_Prompt_: Return the lines from the very first one up to and including the line that contains "(522, 350), (541, 392)", copied word for word. Leave out the pictures.

_Records provided_:
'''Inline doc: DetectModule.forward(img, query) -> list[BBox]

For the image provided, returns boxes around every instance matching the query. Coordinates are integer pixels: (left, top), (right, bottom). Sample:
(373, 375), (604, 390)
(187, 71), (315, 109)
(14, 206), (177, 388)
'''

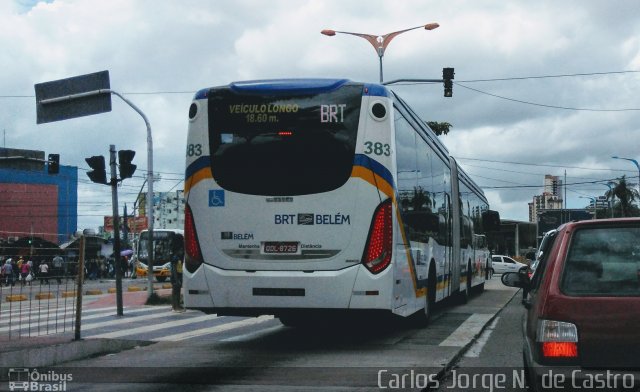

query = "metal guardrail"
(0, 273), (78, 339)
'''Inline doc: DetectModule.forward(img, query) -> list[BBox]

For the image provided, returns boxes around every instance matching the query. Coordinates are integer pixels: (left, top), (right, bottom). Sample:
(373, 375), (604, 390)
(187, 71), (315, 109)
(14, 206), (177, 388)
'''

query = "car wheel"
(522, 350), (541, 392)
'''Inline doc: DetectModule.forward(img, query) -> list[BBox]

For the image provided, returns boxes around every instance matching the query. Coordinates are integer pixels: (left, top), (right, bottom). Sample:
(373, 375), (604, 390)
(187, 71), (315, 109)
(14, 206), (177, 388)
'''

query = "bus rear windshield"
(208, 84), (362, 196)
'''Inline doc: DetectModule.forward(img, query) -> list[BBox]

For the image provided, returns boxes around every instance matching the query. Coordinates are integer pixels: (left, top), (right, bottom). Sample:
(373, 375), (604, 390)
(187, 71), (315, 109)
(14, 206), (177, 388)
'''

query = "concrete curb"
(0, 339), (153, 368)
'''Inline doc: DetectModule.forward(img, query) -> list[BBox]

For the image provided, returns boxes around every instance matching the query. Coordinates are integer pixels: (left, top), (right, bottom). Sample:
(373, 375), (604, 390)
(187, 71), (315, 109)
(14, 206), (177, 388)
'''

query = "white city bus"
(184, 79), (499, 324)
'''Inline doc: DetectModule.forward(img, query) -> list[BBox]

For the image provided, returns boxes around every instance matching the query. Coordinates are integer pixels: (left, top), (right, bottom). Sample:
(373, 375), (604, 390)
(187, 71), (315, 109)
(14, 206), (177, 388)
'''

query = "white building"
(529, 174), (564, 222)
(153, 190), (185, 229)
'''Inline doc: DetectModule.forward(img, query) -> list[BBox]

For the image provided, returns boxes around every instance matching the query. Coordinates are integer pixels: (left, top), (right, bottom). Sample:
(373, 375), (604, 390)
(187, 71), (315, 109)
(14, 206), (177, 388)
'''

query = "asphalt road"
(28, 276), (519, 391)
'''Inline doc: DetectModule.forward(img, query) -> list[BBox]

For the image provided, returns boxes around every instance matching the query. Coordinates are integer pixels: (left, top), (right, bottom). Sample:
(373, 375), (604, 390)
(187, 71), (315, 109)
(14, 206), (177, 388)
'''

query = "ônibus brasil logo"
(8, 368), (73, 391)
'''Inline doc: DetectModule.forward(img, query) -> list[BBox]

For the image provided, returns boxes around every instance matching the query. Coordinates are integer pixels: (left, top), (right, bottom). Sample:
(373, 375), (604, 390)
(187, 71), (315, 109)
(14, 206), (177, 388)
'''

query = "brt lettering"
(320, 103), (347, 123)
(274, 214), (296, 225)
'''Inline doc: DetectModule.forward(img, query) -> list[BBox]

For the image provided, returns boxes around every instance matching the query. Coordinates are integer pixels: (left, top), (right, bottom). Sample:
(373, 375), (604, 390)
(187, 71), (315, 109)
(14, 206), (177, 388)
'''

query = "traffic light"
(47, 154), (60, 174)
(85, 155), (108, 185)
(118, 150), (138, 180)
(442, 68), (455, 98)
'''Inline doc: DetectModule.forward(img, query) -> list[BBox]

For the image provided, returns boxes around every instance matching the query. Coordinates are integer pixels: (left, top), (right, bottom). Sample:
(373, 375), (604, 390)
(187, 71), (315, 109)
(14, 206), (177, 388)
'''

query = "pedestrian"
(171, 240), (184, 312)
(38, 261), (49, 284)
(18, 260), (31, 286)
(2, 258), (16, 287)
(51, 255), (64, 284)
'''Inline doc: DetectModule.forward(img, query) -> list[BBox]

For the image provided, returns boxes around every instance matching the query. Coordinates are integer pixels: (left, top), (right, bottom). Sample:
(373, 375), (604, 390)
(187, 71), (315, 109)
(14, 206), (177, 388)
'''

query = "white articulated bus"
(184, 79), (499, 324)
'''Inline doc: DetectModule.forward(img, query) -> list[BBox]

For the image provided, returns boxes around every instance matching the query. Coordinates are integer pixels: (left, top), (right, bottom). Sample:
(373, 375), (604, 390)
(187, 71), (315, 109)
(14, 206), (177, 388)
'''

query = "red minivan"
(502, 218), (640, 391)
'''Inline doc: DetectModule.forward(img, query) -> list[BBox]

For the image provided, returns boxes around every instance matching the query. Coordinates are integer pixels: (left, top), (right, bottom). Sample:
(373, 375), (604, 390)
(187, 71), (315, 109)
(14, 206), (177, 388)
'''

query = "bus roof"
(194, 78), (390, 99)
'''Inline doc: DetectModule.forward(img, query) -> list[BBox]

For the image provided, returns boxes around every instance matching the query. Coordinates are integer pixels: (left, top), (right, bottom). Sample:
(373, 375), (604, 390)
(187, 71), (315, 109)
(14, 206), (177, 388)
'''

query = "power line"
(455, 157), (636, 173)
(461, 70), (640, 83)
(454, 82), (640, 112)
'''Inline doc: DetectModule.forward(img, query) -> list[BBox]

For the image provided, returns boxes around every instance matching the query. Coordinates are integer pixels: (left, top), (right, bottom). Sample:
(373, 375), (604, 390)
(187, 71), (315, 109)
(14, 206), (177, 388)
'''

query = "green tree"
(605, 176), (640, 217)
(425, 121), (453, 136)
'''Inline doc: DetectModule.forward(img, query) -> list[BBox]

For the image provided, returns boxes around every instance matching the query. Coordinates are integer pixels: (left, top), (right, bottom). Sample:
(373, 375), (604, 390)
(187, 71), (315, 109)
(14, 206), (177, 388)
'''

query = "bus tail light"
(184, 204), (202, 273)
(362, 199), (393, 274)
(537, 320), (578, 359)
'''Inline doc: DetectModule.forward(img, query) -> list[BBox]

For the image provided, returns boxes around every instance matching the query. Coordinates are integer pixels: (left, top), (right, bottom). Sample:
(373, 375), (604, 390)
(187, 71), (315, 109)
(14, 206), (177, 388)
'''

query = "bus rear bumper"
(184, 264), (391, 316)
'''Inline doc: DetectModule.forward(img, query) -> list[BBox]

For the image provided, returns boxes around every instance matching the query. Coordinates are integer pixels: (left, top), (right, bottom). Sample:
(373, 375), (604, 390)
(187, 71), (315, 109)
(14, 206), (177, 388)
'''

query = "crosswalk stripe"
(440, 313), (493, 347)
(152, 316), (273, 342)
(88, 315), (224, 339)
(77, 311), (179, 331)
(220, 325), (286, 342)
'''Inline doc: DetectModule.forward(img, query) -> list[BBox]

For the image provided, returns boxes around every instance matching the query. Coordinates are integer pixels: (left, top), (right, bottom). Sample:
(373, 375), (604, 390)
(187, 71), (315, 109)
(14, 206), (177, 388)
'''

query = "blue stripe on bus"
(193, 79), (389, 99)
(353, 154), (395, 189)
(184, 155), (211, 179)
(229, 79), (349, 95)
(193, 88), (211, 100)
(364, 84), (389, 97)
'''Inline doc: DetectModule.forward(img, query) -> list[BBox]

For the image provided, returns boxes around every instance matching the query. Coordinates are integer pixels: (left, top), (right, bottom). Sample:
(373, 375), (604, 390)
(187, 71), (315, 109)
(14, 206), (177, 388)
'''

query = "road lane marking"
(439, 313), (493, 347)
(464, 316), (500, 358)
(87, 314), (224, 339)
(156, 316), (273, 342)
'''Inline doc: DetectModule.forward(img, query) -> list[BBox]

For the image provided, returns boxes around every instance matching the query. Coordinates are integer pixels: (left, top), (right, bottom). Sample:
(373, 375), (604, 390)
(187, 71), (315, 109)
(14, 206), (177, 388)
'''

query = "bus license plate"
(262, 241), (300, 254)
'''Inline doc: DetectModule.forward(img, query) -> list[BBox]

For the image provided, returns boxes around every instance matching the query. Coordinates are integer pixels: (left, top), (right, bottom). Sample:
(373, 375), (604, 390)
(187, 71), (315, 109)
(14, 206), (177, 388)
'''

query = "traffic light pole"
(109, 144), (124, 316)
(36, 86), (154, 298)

_Solved exercise_:
'''Inline doc: DetectModule.forward(img, query) -> list[BBox]

For the image provided, returns boxes around every instance matching the query. Coordinates are integer pixels: (left, top), (right, bottom). Sample:
(373, 375), (604, 390)
(187, 71), (315, 109)
(14, 206), (177, 388)
'''


query = "metal guardrail"
(0, 273), (78, 339)
'''Inline doc: DetectModule.forward(img, query) -> list[BBox]

For the image provided, returns boxes around every instance matching the query. Coordinates are integer pixels: (left, top), (right, bottom). Sample:
(373, 375), (604, 390)
(187, 71), (315, 109)
(14, 206), (177, 388)
'''

query = "car wheel"
(522, 350), (541, 392)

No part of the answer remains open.